### The exercise
Turn all the items below into a numbered list, with no blank lines and no pictures.

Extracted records
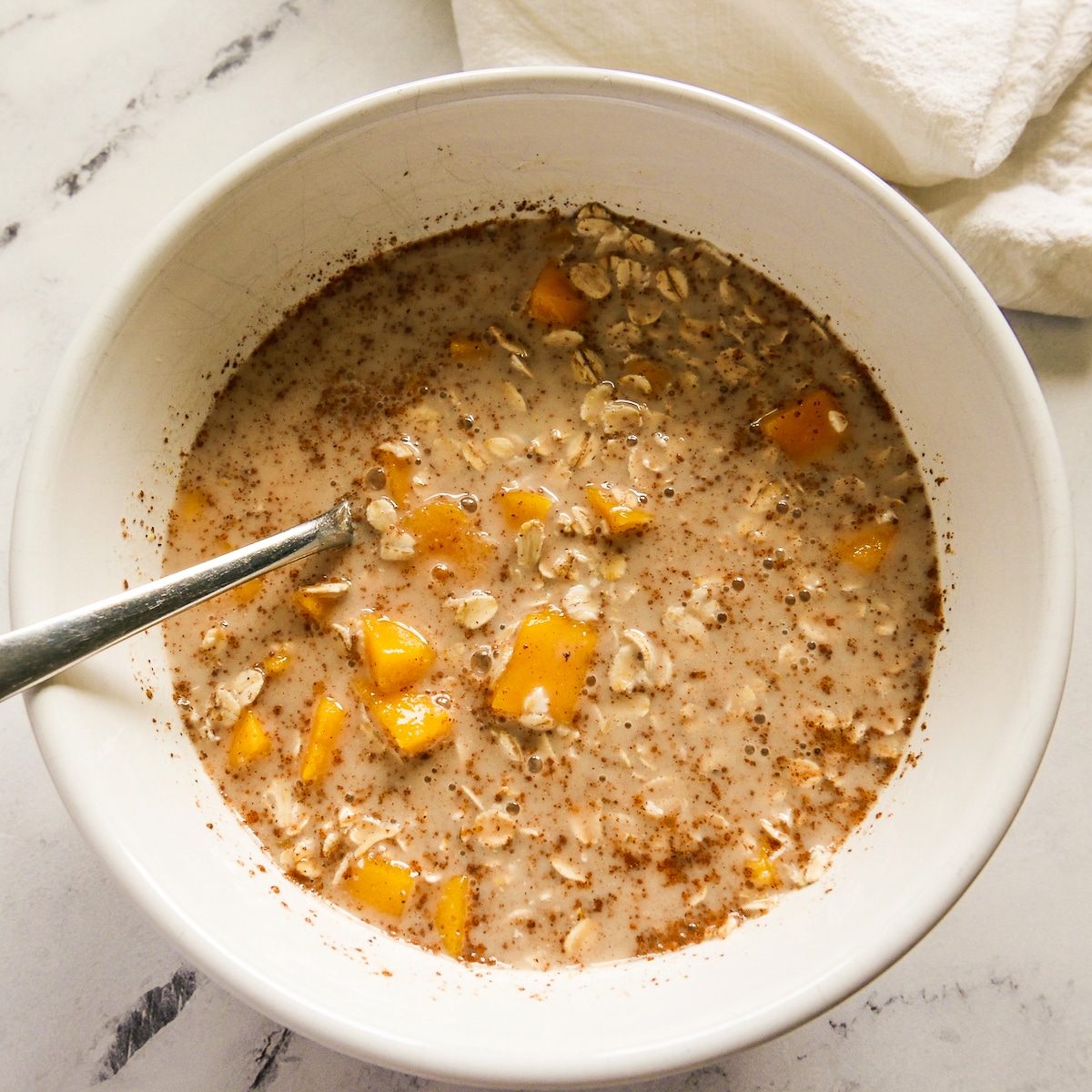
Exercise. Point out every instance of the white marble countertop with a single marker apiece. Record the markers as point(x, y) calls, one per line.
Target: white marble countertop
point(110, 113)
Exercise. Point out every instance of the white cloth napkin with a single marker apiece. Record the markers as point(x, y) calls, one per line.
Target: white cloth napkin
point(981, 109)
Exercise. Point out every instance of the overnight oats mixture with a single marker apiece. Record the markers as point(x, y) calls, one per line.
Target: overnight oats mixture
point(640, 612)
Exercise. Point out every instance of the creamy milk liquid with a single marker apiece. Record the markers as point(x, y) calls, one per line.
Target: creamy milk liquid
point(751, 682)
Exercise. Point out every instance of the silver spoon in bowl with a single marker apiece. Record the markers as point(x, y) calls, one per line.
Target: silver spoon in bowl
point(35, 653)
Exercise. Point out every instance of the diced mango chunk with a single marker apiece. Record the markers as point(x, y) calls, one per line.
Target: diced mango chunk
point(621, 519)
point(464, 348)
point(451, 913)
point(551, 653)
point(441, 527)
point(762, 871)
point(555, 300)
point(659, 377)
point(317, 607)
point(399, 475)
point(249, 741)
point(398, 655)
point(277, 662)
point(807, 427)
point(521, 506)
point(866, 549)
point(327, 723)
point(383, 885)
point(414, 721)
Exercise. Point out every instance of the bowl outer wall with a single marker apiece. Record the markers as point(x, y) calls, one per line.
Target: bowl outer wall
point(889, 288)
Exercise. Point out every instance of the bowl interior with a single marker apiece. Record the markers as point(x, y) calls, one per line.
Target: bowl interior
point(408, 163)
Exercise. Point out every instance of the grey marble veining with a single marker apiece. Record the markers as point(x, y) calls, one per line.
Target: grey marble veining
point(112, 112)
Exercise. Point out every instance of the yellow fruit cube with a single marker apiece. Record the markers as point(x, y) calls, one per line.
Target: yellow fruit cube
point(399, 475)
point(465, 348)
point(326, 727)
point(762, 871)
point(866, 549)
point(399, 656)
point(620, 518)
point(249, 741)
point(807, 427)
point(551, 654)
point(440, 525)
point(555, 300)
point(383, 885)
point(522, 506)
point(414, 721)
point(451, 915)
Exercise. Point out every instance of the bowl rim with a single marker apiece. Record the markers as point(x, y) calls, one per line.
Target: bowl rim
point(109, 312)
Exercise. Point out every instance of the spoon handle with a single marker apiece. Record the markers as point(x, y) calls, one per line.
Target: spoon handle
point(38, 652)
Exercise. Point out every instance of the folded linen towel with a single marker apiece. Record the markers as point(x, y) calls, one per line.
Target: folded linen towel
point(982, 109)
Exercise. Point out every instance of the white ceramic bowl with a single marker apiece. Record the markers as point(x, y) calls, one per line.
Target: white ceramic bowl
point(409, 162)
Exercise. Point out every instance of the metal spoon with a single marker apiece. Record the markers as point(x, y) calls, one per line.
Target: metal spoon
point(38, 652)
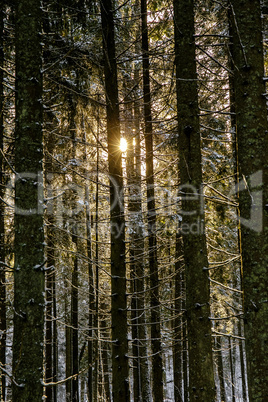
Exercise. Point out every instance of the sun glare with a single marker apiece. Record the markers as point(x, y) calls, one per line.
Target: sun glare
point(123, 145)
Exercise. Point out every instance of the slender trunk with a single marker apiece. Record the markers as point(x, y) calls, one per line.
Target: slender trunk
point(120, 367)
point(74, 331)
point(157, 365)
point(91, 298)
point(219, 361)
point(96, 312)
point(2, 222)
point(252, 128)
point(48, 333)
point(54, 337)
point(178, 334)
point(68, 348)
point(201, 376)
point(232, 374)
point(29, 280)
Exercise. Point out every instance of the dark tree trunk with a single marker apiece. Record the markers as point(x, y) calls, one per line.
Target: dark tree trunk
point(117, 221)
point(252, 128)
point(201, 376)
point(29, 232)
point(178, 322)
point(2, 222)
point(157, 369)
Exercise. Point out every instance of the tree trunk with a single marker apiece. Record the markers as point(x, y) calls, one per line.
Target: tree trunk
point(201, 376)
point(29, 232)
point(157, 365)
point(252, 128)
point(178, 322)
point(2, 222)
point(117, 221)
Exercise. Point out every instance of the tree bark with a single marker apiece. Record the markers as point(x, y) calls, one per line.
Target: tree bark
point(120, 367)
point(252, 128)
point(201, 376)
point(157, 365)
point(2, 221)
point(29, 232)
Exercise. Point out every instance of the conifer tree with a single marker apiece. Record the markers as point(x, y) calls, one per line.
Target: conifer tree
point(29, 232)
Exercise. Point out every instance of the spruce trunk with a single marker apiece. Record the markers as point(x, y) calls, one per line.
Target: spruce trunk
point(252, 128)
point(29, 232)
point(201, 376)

### Output for this task
1. Exercise. Point out every instance of the white marble countertop with a single marker apiece. Record the markers as point(x, y) calls, one per line.
2. Target: white marble countertop
3. point(110, 113)
4. Exercise. Point out every instance of the white cloth napkin with a single marker apiece. Record the markers as point(x, y) calls, one per line.
5. Target: white cloth napkin
6. point(981, 109)
7. Exercise. Point out every instance of the overnight oats mixture with a single marker apiece. Record the markers as point(x, y) calls, one per line.
8. Target: overnight oats mixture
9. point(640, 612)
10. Exercise. Point out every instance of the creamy milk liquid with a single marker apiece. Record the markers as point(x, y) calls, one per line.
11. Target: creamy milk liquid
12. point(751, 682)
13. Exercise. Point out every instance of the silver spoon in bowl with a single marker apiece. Record the markers as point(x, y) calls, one per line.
14. Target: silver spoon in bowl
15. point(35, 653)
16. Exercise. Point out every instance of the diced mango chunk with a single marker apiece. Record the markers as point(x, y) calls, one per line.
17. Target: diced mango chunk
18. point(621, 519)
19. point(464, 348)
20. point(451, 913)
21. point(551, 653)
22. point(441, 527)
23. point(762, 871)
24. point(555, 300)
25. point(659, 377)
26. point(317, 607)
27. point(399, 475)
28. point(249, 741)
29. point(398, 655)
30. point(277, 662)
31. point(807, 427)
32. point(521, 506)
33. point(866, 549)
34. point(327, 723)
35. point(383, 885)
36. point(414, 721)
37. Exercise. Point out every instance of the bowl outer wall with a single marker apiece. Record the markers as point(x, y) calls, one per line.
38. Target: bowl outer wall
39. point(889, 288)
40. Exercise. Point out every instance of the bowl interior with a single marker apiece. Record the markers as point(x, y) calls, one per line.
41. Target: bowl interior
42. point(408, 163)
43. Exercise. Point out every instance of the grey marble veining with a single marker apiece. Record the markers as point(x, y) calls, one per line.
44. Target: grey marble veining
45. point(112, 112)
46. Exercise. Point out every instance of the yellow fruit cube with a single marker apiece. Record the markers as point(x, y) calls, one per line.
47. Target: yellow fruit cube
48. point(399, 475)
49. point(465, 348)
50. point(326, 727)
51. point(762, 871)
52. point(866, 549)
53. point(399, 656)
54. point(620, 518)
55. point(249, 741)
56. point(807, 427)
57. point(551, 654)
58. point(440, 525)
59. point(555, 300)
60. point(383, 885)
61. point(522, 506)
62. point(414, 721)
63. point(451, 915)
64. Exercise. Point out every instance of the bowl rim with a single marker apiece. Record the markers as point(x, y) calls, one per line.
65. Target: bowl rim
66. point(109, 312)
67. Exercise. Point out every instance of the spoon handle with a single marker apiece. Record the markers as point(x, y) calls, one per line.
68. Target: spoon handle
69. point(38, 652)
70. Exercise. Point out every instance of the folded linen towel with a single marker apiece. Record the markers as point(x, y) calls, one per line.
71. Target: folded linen towel
72. point(982, 109)
73. Exercise. Point out every instance of the white ceramic bowl with a single marker apiece. Record the markers as point(x, y) calls, one per line.
74. Target: white ceramic bowl
75. point(409, 162)
76. Exercise. Point out every instance of the metal spoon with a single marker apiece. Record the markers as point(x, y) calls, one per line.
77. Target: metal spoon
78. point(38, 652)
79. Exercise. Point out every instance of the sun glare with a single marker apiece. Record the markers as point(x, y) calls, one per line.
80. Target: sun glare
81. point(123, 145)
82. Exercise. Point out every instance of the slender trunk with a single marker apiece. Record the markers as point(x, y) calls, one per line.
83. Target: slender trunk
84. point(120, 367)
85. point(74, 331)
86. point(157, 365)
87. point(91, 298)
88. point(219, 361)
89. point(96, 312)
90. point(2, 222)
91. point(252, 128)
92. point(48, 333)
93. point(54, 337)
94. point(178, 334)
95. point(68, 348)
96. point(201, 376)
97. point(232, 374)
98. point(29, 280)
99. Exercise. Point out every instance of the dark tree trunk with a single marker apiece. Record the markers as point(x, y) calls, one per line.
100. Target: dark tree trunk
101. point(117, 221)
102. point(252, 128)
103. point(201, 376)
104. point(29, 232)
105. point(178, 322)
106. point(2, 222)
107. point(157, 369)
108. Exercise. Point out every instance of the tree trunk with a single marker apiece. Record the markers as point(x, y) calls, one per line.
109. Target: tree trunk
110. point(201, 376)
111. point(29, 232)
112. point(157, 365)
113. point(252, 128)
114. point(178, 322)
115. point(2, 222)
116. point(117, 221)
117. Exercise. Point out every instance of the tree bark with a single marker apiece. Record the markers as point(x, y) calls, one per line.
118. Target: tree bark
119. point(120, 367)
120. point(252, 128)
121. point(201, 376)
122. point(157, 365)
123. point(2, 221)
124. point(29, 232)
125. Exercise. Point out every instance of the conifer tree with a single marker apiece. Record the markers as point(x, y) calls, one per line.
126. Target: conifer tree
127. point(29, 232)
128. Exercise. Point out every instance of the spruce trunk with a single marker apiece. Record the markers as point(x, y) calls, one per line.
129. Target: spruce trunk
130. point(252, 128)
131. point(29, 232)
132. point(201, 376)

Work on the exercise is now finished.